====== Given information
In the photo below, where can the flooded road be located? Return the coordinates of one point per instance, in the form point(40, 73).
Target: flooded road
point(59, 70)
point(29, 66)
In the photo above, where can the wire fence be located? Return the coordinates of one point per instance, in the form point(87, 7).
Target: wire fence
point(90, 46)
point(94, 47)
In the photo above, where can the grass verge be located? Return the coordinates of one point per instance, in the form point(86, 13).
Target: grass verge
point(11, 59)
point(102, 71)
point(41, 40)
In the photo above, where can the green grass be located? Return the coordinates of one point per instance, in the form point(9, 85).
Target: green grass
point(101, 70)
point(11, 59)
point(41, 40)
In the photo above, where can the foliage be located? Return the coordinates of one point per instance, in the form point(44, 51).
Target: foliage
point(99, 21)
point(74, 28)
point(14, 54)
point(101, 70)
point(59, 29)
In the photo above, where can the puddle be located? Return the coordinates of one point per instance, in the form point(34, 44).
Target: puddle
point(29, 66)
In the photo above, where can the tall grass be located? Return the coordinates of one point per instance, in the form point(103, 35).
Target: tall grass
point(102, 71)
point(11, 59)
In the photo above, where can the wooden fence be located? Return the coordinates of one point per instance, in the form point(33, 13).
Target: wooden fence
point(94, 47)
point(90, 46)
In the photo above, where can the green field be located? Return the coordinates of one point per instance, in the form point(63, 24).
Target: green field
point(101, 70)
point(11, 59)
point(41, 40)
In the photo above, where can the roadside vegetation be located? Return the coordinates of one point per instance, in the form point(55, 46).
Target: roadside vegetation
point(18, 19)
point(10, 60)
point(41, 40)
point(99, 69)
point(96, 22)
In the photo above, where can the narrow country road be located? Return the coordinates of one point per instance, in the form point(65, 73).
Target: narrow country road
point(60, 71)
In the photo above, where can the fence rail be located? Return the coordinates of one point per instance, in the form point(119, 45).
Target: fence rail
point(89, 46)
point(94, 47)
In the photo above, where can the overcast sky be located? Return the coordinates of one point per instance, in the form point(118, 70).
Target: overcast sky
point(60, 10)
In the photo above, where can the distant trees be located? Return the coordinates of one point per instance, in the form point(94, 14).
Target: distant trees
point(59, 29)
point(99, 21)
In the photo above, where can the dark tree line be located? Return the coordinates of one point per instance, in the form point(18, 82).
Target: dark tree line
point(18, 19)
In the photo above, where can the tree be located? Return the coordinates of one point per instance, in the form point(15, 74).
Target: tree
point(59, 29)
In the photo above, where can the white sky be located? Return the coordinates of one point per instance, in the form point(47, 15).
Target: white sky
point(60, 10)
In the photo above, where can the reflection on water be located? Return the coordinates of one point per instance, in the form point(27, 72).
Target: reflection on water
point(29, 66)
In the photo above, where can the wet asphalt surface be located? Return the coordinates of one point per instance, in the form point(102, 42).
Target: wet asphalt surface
============
Request
Please write out the data above again, substituting "metal fence" for every occurrence of "wire fence". Leave everything else unchanged.

The completed task
In the photo below, where can the flooded road be located? Return the coordinates of one point per instance, in the form point(40, 73).
Target: flooded road
point(59, 70)
point(29, 66)
In the photo above, where can the metal fence be located? Return the coordinates of one point per instance, in the form point(87, 7).
Target: metal fence
point(90, 46)
point(94, 47)
In the photo above, where can the grass verge be located? Return the coordinates of one point per instance, in the form point(86, 13).
Target: grass verge
point(11, 59)
point(102, 71)
point(41, 40)
In the photo above, where can the green grass be located? Return the coordinates of one point per instance, in the form point(9, 85).
Target: green grass
point(101, 70)
point(11, 59)
point(41, 40)
In the photo above, where can the foliage be located? Return the coordinates of one point per instance, in the form point(44, 51).
Target: foliage
point(99, 21)
point(74, 28)
point(14, 54)
point(101, 70)
point(59, 29)
In the photo above, where can the puddle be located? Return the coordinates of one point per instance, in the form point(34, 44).
Target: puddle
point(29, 66)
In the photo above, where can the tall grass be located? Return the coordinates of one point per instance, in the form point(103, 35).
Target: tall grass
point(102, 71)
point(11, 59)
In the photo above, where can the wooden fence be located? Return the coordinates of one point per instance, in the form point(33, 13).
Target: wooden fence
point(94, 47)
point(90, 46)
In the photo above, where can the green field be located? Return the coordinates of one point per instance, in the form point(63, 24).
Target: green field
point(101, 70)
point(11, 59)
point(41, 40)
In the photo above, where can the roadside vegetation be located? Return the coordinates of one point per instance, in the form point(55, 46).
Target: roadside vegetation
point(18, 19)
point(10, 60)
point(41, 40)
point(99, 69)
point(96, 22)
In the photo above, where can the narrow country road be located? Return the coordinates of one point per instance, in the form point(65, 73).
Target: narrow country road
point(60, 71)
In the photo above, where can the fence rail be located? Return the coordinates of one point per instance, in the form point(119, 45).
Target: fence rail
point(89, 46)
point(94, 47)
In the photo above, where can the overcast sky be located? Return the coordinates of one point per instance, in the form point(118, 70).
Target: overcast sky
point(60, 10)
In the photo above, where can the distant trees be located? Return the coordinates of one point per instance, in the form point(94, 14).
Target: distant trees
point(59, 29)
point(99, 21)
In the photo above, where can the dark tree line be located? Return the coordinates of one point per instance, in the form point(18, 82).
Target: dark tree line
point(18, 19)
In the photo above, where can the tree be located? Return the coordinates of one point per instance, in the form point(15, 74).
Target: tree
point(59, 29)
In the photo above, where can the white sky be located? Return the coordinates of one point per instance, in the form point(47, 15).
Target: white sky
point(60, 10)
In the photo above, where can the reflection on water be located? Return the coordinates of one point per instance, in the form point(27, 72).
Target: reflection on water
point(29, 66)
In the photo above, where can the wet asphalt surface be located? Return the coordinates of one point per instance, in the form point(102, 42).
Target: wet asphalt surface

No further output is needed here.